• DIRECTIONS:
Quote the whole listing exactly. Leave the pictures out of your copy.

• SUPPLIED INFORMATION:
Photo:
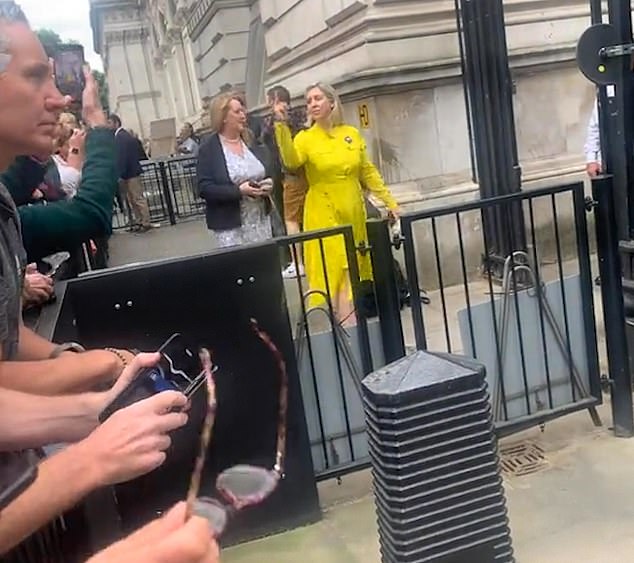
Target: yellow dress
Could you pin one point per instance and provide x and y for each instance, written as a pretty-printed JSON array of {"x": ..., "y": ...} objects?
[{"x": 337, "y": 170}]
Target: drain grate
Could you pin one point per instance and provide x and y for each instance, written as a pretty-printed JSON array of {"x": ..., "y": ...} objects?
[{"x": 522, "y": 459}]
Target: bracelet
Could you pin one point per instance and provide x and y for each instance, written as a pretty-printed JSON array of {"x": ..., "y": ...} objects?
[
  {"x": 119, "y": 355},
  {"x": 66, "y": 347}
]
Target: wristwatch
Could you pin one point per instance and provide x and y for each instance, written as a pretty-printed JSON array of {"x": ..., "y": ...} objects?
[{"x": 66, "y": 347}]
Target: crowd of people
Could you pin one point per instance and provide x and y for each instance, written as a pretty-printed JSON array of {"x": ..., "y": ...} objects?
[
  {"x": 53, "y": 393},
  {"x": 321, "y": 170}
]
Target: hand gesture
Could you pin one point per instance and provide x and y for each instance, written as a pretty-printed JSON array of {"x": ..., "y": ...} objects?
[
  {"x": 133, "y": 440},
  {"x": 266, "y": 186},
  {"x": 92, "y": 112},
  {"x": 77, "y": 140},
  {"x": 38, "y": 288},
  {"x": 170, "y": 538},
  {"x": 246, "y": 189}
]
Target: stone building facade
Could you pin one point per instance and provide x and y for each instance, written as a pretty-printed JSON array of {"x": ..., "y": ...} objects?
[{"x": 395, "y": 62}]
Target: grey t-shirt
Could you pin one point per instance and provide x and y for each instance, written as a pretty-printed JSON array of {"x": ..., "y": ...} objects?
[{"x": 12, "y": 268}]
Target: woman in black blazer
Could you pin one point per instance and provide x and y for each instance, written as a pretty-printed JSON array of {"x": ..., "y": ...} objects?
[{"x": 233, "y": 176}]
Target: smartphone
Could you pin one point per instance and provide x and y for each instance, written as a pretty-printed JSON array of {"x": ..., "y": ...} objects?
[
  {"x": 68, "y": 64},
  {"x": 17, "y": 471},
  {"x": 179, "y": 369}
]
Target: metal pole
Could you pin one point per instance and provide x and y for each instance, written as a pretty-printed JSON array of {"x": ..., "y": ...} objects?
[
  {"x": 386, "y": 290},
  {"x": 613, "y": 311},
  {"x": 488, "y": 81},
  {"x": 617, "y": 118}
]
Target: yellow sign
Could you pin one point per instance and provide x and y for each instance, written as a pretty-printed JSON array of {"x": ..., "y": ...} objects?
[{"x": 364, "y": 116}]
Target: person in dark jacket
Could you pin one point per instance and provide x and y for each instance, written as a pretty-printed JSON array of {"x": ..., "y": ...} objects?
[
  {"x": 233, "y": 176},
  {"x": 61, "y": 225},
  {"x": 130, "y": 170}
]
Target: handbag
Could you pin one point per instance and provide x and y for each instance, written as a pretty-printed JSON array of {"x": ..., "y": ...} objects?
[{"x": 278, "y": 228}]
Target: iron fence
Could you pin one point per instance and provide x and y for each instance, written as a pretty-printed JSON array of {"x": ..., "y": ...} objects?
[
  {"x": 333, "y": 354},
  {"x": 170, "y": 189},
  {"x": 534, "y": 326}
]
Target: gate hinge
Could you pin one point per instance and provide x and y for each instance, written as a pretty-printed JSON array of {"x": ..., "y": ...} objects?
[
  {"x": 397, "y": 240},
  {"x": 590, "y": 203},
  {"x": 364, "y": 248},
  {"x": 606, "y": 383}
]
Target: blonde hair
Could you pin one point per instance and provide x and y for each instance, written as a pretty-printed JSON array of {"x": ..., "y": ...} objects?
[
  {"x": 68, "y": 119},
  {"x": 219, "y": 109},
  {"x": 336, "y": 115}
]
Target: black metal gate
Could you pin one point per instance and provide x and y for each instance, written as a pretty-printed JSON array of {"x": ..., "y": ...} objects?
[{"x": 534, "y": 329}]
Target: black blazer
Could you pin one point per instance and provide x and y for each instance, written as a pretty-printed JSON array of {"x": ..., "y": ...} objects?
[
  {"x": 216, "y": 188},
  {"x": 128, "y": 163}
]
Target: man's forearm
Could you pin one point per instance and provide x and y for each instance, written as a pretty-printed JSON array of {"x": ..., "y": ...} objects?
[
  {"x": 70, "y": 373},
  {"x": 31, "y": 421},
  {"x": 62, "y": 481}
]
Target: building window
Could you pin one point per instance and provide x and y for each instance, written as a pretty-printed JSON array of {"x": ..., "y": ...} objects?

• RESULT:
Photo:
Target: yellow dress
Could you pin one point per instance and provide x and y for each instance, written as a pretty-printed JSON array of {"x": ..., "y": ...} objects?
[{"x": 337, "y": 170}]
Target: drain grate
Could you pin one point per instance and provide x and y for each instance, written as a pretty-printed JSON array of {"x": ..., "y": ...} objects?
[{"x": 522, "y": 459}]
Target: bracelet
Could you pin one point per instance and provide x and y for each instance, written as a pretty-printed JSON array of {"x": ..., "y": ...} objects?
[
  {"x": 119, "y": 355},
  {"x": 66, "y": 347}
]
Target: wristwatch
Could you pin one point per instance and provide x and y for each instance, written as a pretty-printed JSON array of {"x": ..., "y": ...} objects?
[{"x": 66, "y": 347}]
Target: crowd of people
Could you pin one point per instance and provide x and y for each instance, written as a pretty-printed JSON array of {"x": ..., "y": ...} objects?
[
  {"x": 53, "y": 393},
  {"x": 321, "y": 170}
]
Target: hand gesture
Could you pin one point per instance and provide x and y for each instance, written as a pretty-printed JSON array of {"x": ..., "y": ...} objects?
[
  {"x": 133, "y": 440},
  {"x": 266, "y": 186},
  {"x": 92, "y": 112},
  {"x": 77, "y": 140},
  {"x": 38, "y": 288},
  {"x": 170, "y": 538},
  {"x": 246, "y": 189}
]
Target: stone building facade
Could you pin one point per instance and provide x and y for each instance, written as a pretty-printed JSON array of {"x": ..., "y": ...} objects?
[{"x": 395, "y": 62}]
Target: grey t-shirt
Could you pin one point per instance and provide x and y for each instance, written as a pretty-printed JSON array of {"x": ..., "y": ...} objects?
[{"x": 12, "y": 268}]
Target: woman in black blazer
Could you pin one point per instance and provide x and y for each instance, written as a pretty-printed JSON array of {"x": ..., "y": ...} objects?
[{"x": 233, "y": 176}]
Target: smartphone
Could you pin one point per instance and provide x and y for each instance, written as a pretty-printed JSON array of {"x": ..., "y": ...} objects?
[
  {"x": 68, "y": 64},
  {"x": 17, "y": 471},
  {"x": 179, "y": 369}
]
Target: metal pole
Could you pin one point per instance and provide x and y for each instance, written as a pretty-printed JSON array of {"x": ..., "y": ...} objects?
[
  {"x": 386, "y": 290},
  {"x": 613, "y": 311},
  {"x": 488, "y": 81},
  {"x": 617, "y": 118}
]
Target: yellow sign
Could you pin one point per instance and provide x and y for each instance, written as a pretty-printed JSON array of {"x": ..., "y": ...} objects?
[{"x": 364, "y": 116}]
Target: person in dark jacket
Could you pin one point per instance and provide x and y for each instance, written as a pretty-printed JSON array of {"x": ..., "y": ...} objects?
[
  {"x": 233, "y": 176},
  {"x": 61, "y": 225},
  {"x": 130, "y": 170}
]
Target: handbag
Could you pin one point per instance and provide x and y for each instance, written as a pretty-printed JSON array of {"x": ..., "y": ...} objects?
[{"x": 278, "y": 228}]
Target: iron fence
Could you pin one point per instance and provide x and y for each instance, written as a pretty-printed JSON array of {"x": ..., "y": ...} objects?
[
  {"x": 333, "y": 354},
  {"x": 170, "y": 189},
  {"x": 534, "y": 326}
]
Target: gate hinge
Could you pin one point per instance and provide x and y for each instance, written as a pretty-printed JSON array of {"x": ..., "y": ...} objects?
[
  {"x": 397, "y": 240},
  {"x": 590, "y": 203},
  {"x": 364, "y": 248},
  {"x": 606, "y": 383}
]
Target: blonde hair
Could you pin one point per instance and provide x and y for each instance, written as a pretty-printed JSON array of {"x": ..., "y": ...} objects?
[
  {"x": 68, "y": 119},
  {"x": 219, "y": 109},
  {"x": 336, "y": 115}
]
Target: black metal gate
Could you pin one point per instance and provide x and y for each instance, written as a pretty-printed JSON array of {"x": ..., "y": ...} objects?
[{"x": 534, "y": 329}]
Target: black blazer
Could you pin one point per instance and provide x and y for each instance, written as a pretty-printed JSON array of {"x": ..., "y": ...} objects?
[
  {"x": 216, "y": 188},
  {"x": 128, "y": 163}
]
Target: man's forearm
Could you pin one point per instance and provide x and y for each instance, written as a pretty-printed JSON array of {"x": ..., "y": ...} objects?
[
  {"x": 70, "y": 373},
  {"x": 31, "y": 421},
  {"x": 62, "y": 481}
]
Target: building window
Could you pin one point per instance and provide x and y for each instance, written as a pretty-printed JSON array of {"x": ..., "y": ...} objects?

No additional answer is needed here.